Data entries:

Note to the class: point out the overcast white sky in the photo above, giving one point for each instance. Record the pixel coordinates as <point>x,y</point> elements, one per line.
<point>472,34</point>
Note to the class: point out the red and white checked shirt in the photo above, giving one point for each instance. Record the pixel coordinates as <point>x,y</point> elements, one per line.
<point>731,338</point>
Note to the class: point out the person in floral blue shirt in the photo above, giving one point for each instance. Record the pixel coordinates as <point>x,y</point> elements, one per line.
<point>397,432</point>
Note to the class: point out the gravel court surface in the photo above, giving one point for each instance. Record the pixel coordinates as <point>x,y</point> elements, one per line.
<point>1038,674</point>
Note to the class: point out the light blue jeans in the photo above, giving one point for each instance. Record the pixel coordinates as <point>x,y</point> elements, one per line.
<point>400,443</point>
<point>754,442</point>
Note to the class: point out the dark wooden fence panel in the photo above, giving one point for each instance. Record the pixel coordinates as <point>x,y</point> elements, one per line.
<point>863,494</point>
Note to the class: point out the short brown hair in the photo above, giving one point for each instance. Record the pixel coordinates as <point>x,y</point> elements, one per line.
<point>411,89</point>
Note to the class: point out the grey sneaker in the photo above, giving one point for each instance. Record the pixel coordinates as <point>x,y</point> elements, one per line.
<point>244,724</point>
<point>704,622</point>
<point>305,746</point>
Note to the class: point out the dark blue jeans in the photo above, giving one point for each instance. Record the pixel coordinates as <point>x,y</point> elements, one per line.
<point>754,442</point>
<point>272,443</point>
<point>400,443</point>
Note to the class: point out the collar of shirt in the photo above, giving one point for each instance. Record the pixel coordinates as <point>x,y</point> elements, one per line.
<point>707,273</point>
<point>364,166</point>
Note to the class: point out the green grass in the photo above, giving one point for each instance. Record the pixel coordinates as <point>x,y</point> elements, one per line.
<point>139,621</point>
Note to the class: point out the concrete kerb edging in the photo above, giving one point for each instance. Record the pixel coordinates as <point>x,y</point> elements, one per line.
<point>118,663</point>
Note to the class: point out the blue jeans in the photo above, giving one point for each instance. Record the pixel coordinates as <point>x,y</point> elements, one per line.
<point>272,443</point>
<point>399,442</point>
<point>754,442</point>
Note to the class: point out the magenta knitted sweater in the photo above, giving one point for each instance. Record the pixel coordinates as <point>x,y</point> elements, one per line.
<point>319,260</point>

---

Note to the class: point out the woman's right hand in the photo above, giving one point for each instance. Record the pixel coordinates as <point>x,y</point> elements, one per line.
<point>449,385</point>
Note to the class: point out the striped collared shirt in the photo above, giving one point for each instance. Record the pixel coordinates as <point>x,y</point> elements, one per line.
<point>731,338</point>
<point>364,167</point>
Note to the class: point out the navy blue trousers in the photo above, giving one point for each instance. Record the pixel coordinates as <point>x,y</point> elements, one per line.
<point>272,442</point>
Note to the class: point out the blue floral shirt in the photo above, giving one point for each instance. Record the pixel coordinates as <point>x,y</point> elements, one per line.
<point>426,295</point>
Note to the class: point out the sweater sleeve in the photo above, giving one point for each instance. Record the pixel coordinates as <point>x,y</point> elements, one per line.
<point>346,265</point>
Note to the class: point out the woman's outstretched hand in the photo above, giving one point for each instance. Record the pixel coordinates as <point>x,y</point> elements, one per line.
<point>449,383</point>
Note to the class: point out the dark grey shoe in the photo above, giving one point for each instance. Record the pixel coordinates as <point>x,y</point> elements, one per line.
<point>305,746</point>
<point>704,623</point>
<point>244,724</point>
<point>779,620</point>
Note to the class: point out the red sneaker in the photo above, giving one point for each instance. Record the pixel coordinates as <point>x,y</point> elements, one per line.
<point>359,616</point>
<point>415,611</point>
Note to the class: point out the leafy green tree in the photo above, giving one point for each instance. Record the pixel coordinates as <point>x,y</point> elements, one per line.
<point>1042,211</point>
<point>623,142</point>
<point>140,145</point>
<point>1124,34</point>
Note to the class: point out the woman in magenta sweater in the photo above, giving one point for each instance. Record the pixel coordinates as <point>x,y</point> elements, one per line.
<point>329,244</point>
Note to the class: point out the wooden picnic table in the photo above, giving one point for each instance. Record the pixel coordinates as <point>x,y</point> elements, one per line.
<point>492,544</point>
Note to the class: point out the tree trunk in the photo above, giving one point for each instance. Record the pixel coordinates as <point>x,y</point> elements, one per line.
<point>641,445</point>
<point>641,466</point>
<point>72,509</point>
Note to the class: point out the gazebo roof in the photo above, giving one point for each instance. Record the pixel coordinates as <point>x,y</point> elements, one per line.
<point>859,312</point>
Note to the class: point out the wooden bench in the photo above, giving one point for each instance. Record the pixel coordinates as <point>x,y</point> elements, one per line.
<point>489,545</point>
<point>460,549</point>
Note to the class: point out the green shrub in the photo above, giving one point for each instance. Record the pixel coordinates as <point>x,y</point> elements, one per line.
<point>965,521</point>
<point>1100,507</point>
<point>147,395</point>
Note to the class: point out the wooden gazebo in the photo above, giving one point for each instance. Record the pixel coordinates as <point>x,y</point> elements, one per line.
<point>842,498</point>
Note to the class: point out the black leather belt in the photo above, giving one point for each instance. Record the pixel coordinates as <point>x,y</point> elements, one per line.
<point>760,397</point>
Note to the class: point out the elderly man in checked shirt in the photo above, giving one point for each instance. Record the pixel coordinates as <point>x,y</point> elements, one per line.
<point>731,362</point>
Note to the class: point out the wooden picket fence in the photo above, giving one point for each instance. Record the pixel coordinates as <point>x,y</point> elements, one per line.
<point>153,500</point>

> What is expected
Put the lines of the records above, from the line containing "Note to the class: point out the tree" through the line containing "<point>460,549</point>", into a JSON list of strings with one string per line and blank lines omitted.

> Right answer
[
  "Note to the class: point out the tree trunk in the photo above, giving one point for each instance. Record the pixel coordinates as <point>x,y</point> elements, one per line.",
  "<point>641,445</point>",
  "<point>641,466</point>",
  "<point>72,509</point>",
  "Note to the class: point out the gazebo roof in the photo above, giving one point for each instance. Record the pixel coordinates as <point>x,y</point> elements, one per line.",
  "<point>859,312</point>",
  "Note to the class: point out the wooden bench in the photo above, giving one point for each instance. Record the pixel coordinates as <point>x,y</point> elements, one per line.",
  "<point>489,545</point>",
  "<point>460,549</point>"
]